* _Provided passage_
The Chrysler Horizon is a compact hatchback that was designed by Chrysler Europe and was produced from 1978 to 1987 under the Chrysler, Simca and Talbot nameplates.  The successor to both the Simca 1100 and Hillman Avenger, the Horizon adopted a front-wheel drive, transverse-engine layout.  

The model line was the first (and only) world car developed by Chrysler Corporation, who developed the American-market Dodge Omni/Plymouth Horizon in tandem, following the start of the Chrysler Europe project.  While similar in appearance (for the Plymouth brand, sharing a nameplate), the Horizon would have substantial functional differences from its American counterpart.  

Following the 1978 sale of Chrysler Europe to Peugeot, the Horizon was rebranded under the revived Talbot marque from 1979 onward.  Alongside assembly in Chrysler Europe (later Peugeot) facilities in France and the United Kingdom, the Horizon was assembled by Saab in Finland and by Peugeot-Talbot in Spain.

Origins
The Horizon was developed by Chrysler Europe under the codename C2. It was designed in the United Kingdom at the Whitley design studio by Roy Axe and engineered in France at Poissy by Simca as a replacement for their ageing 1100 range. It was introduced to market in summer 1978. In France it was initially sold under the Simca brand, whilst elsewhere in Europe it was initially badged as a Chrysler. As a result of the acquisition of Chrysler's European car division by Peugeot in 1978, both the Chrysler and Simca brands were dropped and the car was then sold under the Talbot brand in all its European markets.

The Horizon was intended to be a "world car", meaning that it was designed for consumers on both sides of the Atlantic, but in execution, the European and North American versions of the vehicle actually turned out to have very little in common. Born largely out of the need to replace the ageing Simca 1100 in France, the Horizon was essentially a shortened version of the larger Alpine model, giving the vehicle an unusually wide track for its length. Featuring "Poissy engine" of transversely mounted, Simca-designed 1.1, 1.3 and 1.5-litre OHV engines, 4-speed gearbox and torsion-bar suspension, the Horizon gained praise for its crisp styling, supple ride, and competent handling.

The SX version which joined the range for the Paris Motor Show, in October 1978, attracted much interest on account of its innovative trip computer. The device took information from three sources, a clock, a "débitmètre" mounted on the fuel feed to the carburetor and a distance information from the feed for the odometer. Using these three pieces of information the "computer" was able to report current fuel consumption and average speeds as well as information on distances and times, in either metric or imperial units. The trip computer later became an option on lesser models such as the GLS.

(Recorded data)
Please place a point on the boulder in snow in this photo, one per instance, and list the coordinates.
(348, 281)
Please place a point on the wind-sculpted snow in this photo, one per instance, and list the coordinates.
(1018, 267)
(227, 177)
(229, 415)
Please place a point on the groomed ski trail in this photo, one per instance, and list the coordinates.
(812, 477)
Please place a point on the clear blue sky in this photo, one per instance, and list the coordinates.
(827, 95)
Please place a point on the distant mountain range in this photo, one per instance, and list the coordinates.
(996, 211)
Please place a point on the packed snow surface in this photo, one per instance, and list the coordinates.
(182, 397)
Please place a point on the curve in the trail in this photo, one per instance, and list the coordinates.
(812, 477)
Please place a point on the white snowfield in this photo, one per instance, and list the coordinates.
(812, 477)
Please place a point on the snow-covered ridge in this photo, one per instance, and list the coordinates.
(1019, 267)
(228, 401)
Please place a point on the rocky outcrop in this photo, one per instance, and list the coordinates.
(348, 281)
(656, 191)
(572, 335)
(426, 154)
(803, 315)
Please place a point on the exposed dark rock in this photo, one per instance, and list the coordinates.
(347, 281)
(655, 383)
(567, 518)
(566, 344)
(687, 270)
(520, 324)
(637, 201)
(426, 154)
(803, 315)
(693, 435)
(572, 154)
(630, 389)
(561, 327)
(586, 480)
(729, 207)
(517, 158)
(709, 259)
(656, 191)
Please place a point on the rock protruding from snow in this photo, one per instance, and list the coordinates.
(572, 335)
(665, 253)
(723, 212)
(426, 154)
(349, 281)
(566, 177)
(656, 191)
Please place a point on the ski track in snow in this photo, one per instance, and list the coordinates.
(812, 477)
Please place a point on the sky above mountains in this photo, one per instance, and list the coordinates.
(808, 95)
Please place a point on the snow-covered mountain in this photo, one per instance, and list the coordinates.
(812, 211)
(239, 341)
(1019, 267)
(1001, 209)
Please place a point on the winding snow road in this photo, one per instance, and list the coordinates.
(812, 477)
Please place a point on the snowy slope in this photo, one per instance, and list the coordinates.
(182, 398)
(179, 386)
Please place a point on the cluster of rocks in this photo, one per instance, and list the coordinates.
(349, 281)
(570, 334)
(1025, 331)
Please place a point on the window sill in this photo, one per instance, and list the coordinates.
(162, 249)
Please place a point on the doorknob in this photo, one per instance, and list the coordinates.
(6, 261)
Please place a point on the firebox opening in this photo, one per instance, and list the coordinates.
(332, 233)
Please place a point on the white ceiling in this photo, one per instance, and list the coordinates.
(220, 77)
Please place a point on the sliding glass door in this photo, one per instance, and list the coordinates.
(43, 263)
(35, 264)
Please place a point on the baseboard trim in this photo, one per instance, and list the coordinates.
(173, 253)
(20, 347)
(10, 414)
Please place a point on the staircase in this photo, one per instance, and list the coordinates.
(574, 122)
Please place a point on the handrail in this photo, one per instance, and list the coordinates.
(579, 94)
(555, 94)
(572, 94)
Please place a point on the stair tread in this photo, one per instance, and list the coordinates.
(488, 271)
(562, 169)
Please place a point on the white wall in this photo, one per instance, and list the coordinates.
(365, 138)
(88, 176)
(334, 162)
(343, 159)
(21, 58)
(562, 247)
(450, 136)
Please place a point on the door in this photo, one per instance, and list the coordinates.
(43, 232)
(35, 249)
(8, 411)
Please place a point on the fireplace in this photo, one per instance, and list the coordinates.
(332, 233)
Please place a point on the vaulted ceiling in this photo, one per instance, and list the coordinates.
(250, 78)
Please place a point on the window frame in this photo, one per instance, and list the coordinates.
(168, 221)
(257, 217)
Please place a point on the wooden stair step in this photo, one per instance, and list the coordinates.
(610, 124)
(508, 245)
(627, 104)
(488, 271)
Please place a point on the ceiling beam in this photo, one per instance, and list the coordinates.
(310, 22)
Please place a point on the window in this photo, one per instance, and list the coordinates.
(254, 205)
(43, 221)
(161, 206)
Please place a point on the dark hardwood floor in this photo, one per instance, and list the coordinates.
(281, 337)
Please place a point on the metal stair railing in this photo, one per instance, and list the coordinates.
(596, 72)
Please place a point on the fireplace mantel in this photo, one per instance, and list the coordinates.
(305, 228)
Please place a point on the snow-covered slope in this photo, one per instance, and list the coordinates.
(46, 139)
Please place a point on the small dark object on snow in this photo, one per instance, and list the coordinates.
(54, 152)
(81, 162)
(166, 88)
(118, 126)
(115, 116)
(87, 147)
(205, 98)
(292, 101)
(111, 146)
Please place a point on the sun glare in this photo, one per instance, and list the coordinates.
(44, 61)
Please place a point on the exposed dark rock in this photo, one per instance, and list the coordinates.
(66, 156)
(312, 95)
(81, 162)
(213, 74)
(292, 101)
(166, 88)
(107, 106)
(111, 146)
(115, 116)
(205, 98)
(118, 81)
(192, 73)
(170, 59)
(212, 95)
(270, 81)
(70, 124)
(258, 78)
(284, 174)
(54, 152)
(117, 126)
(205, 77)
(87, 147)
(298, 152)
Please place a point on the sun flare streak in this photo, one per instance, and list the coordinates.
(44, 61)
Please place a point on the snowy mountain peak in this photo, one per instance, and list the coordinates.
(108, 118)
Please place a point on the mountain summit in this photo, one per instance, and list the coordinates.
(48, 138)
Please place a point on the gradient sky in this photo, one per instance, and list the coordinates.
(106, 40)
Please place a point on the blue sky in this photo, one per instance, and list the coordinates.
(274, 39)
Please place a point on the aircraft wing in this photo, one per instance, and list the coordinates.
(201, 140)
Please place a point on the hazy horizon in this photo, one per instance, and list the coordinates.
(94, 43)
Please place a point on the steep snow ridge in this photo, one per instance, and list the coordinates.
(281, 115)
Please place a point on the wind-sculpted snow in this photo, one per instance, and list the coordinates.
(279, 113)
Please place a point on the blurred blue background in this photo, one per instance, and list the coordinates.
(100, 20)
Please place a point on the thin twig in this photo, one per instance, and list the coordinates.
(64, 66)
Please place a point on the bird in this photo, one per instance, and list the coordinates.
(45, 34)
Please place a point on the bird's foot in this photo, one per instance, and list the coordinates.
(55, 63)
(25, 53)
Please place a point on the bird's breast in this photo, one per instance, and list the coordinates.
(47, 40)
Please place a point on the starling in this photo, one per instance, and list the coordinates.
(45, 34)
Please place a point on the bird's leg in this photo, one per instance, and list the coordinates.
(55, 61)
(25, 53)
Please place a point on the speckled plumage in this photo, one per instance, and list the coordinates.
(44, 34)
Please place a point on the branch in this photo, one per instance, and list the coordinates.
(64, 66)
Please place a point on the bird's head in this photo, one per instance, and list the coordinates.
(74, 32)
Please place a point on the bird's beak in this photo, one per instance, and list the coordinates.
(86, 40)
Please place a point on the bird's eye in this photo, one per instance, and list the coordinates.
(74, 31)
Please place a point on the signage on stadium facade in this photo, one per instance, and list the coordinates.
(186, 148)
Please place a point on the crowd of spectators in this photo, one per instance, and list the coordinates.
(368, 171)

* _Set problem A_
Retype the Chrysler Horizon passage word for word, beginning at "The Chrysler Horizon" and stopping after "its American counterpart.".
* _Set problem B_
Extend the Chrysler Horizon article with the text that would follow its final sentence.

* _Expected answer A_
The Chrysler Horizon is a compact hatchback that was designed by Chrysler Europe and was produced from 1978 to 1987 under the Chrysler, Simca and Talbot nameplates.  The successor to both the Simca 1100 and Hillman Avenger, the Horizon adopted a front-wheel drive, transverse-engine layout.  

The model line was the first (and only) world car developed by Chrysler Corporation, who developed the American-market Dodge Omni/Plymouth Horizon in tandem, following the start of the Chrysler Europe project.  While similar in appearance (for the Plymouth brand, sharing a nameplate), the Horizon would have substantial functional differences from its American counterpart.

* _Expected answer B_
The Horizon was voted European Car of the Year in 1979. Initially only available in LS or GL trim, its launch saw the end of the rear-engined Simca 1000. The Simca 1100 remained in production in France until 1981, being sold for a time as a low cost alternative to the Horizon, but the two cars competed in virtually the same segment and the older car, its model range drastically reduced, saw its sales plummet. On the British market, the rear-wheel drive Avenger saloons and estates remained in production alongside it, giving British buyers a full choice of bodystyles in a market where hatchbacks still only accounted for a minority of sales. There was never a three-door version of the Horizon. To fulfill this need, the Simca 1100 remained on sale in continental Europe, while the rear-wheel drive Chrysler Sunbeam was sold alongside the Horizon in the United Kingdom until 1981.

Although it didn't officially replace any of the British Chryslers – despite being a similar size to the rear-wheel drive Sunbeam and traditional Hillman Avenger saloon and estates which had been on sale since 1970 – both of the latter finished production in 1981.

Production life
After Chrysler Europe collapsed in 1978 and was sold to Peugeot, the Horizon was rebadged as a Talbot in 1979.

In 1981, the revisited models were introduced with minor improvements. By then however, the Horizon was becoming increasingly uncompetitive next to rivals such as the Volkswagen Golf (which was actually four years older), Opel Kadett/Vauxhall Astra and the third generation Ford Escort. The unrefined overhead-valve engines which had been carried over from the Simca 1100 were largely to blame, while body corrosion was a serious issue – at least until the Series II – giving many cars a short service life.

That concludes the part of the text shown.